In September 2016, India pulled out of the scheduled SAARC summit at Islamabad, along with Afghanistan, Bangladesh and Bhutan, citing “increasing cross-border terrorist attacks”. The decision came after a terror attack at the Indian army station at Uri which cost the lives of 18 soldiers.

Since then, there has been no SAARC summit for leaders. The only major annual meeting that has taken place is the traditional foreign ministers’ gathering on the sidelines of the UN General Assembly in New York. But even that meeting usually witnesses some symbolic gesture from India or Pakistan to show their mutual apathy for engagement on this platform.

Addressing the SAARC foreign ministers’ informal meeting at New York last year, Indian external affairs minister S. Jaishankar had said that survival of the region depended on the “elimination of terrorism”. The “relevance of SAARC”, he concluded, would be determined by “these action against terrorism”.

While India has been focusing on other sub-regional groups like BIMSTEC and BBINthe other member states, notably Nepal, have continued to advocate for the revival of the pan-regional association.

“It was very exciting for us to see SAARC mentioned in the tweet,” a south asian diplomat who did not want to be named told The Wire.

Within two hours, both Prime Minister of Bhutan and Sri Lankan President Gotabaya Rajapaksa replied on Twitter that they were ready to join the discussion and share their best practices.

“Smaller economies are hit harder, so we must coordinate,” said Bhutan PM Lotay Tshering.

A few minutes later, Maldives President Ibrahim Solih also welcomed the proposal.

**Records provided**
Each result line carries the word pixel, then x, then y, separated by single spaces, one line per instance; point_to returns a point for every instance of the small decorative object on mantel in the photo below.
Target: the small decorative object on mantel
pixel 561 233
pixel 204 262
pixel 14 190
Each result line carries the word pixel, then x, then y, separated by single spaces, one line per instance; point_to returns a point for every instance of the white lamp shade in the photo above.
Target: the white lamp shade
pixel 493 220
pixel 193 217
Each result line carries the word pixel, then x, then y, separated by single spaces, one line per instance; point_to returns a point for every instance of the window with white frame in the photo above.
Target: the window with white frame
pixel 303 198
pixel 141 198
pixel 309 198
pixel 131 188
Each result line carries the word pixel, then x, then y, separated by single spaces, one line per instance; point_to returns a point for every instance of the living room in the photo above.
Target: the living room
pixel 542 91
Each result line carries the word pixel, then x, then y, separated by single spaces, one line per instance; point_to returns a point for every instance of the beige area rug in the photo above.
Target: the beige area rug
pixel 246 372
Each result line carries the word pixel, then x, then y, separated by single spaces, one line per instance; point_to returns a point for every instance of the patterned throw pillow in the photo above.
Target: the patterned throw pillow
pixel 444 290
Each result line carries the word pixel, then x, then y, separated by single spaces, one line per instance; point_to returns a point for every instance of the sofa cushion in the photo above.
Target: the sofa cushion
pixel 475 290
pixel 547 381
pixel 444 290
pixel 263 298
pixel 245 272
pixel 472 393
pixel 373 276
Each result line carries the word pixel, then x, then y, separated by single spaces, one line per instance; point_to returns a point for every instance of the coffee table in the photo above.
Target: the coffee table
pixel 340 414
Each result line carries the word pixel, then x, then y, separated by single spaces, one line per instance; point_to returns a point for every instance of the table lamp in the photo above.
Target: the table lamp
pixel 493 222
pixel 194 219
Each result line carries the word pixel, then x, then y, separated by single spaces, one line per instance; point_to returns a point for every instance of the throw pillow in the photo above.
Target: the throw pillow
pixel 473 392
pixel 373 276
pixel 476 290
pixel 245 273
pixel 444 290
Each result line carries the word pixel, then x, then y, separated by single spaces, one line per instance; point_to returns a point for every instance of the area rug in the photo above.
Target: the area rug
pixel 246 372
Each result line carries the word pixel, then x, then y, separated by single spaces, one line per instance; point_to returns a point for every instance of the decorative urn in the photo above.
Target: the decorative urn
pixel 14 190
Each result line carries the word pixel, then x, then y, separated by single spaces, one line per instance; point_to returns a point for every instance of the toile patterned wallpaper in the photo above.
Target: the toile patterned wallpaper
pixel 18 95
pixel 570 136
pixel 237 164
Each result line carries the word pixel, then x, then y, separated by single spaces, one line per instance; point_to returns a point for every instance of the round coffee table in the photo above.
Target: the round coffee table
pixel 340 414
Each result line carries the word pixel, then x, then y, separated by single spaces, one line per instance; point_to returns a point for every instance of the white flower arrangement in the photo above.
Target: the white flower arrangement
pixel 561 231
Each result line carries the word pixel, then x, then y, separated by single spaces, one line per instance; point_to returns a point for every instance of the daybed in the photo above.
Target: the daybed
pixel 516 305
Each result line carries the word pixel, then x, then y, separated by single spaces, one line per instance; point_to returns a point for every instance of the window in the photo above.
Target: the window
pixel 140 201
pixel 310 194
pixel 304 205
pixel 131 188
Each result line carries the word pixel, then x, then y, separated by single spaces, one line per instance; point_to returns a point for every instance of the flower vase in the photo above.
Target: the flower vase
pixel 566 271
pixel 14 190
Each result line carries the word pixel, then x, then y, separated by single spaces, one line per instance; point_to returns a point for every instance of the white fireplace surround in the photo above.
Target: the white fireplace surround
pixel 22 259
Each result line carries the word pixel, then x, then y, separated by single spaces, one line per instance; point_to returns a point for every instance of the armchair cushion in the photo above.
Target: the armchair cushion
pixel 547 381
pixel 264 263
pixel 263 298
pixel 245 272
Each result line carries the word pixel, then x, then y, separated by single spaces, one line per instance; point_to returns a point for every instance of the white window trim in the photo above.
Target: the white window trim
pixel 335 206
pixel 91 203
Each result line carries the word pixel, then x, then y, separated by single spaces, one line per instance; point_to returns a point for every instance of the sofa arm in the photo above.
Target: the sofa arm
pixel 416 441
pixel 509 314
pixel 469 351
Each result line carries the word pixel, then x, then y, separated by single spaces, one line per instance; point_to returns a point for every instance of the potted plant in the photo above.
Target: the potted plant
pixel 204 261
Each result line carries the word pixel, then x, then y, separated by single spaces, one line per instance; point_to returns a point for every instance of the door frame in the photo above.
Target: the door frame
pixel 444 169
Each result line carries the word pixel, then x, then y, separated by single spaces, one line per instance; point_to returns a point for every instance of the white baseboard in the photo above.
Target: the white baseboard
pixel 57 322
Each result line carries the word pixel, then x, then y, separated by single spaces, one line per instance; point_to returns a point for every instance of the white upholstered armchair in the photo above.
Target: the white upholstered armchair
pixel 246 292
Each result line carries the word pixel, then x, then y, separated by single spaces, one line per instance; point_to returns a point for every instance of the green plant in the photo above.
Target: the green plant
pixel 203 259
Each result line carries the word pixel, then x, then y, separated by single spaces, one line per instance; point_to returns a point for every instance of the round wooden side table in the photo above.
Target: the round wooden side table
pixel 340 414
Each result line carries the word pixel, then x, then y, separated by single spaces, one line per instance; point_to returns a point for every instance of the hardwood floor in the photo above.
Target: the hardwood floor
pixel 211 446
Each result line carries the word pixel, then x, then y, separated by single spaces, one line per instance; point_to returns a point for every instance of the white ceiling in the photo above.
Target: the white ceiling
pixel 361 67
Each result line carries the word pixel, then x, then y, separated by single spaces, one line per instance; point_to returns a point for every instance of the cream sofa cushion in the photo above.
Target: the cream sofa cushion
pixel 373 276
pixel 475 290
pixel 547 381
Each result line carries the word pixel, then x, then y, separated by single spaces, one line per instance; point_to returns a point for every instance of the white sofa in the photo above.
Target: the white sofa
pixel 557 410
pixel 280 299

**Your objective**
From the passage on SAARC, set down word for word the part starting with "In September 2016, India" and going on through "on this platform.". The material can be set aside here.

**Reply**
In September 2016, India pulled out of the scheduled SAARC summit at Islamabad, along with Afghanistan, Bangladesh and Bhutan, citing “increasing cross-border terrorist attacks”. The decision came after a terror attack at the Indian army station at Uri which cost the lives of 18 soldiers.

Since then, there has been no SAARC summit for leaders. The only major annual meeting that has taken place is the traditional foreign ministers’ gathering on the sidelines of the UN General Assembly in New York. But even that meeting usually witnesses some symbolic gesture from India or Pakistan to show their mutual apathy for engagement on this platform.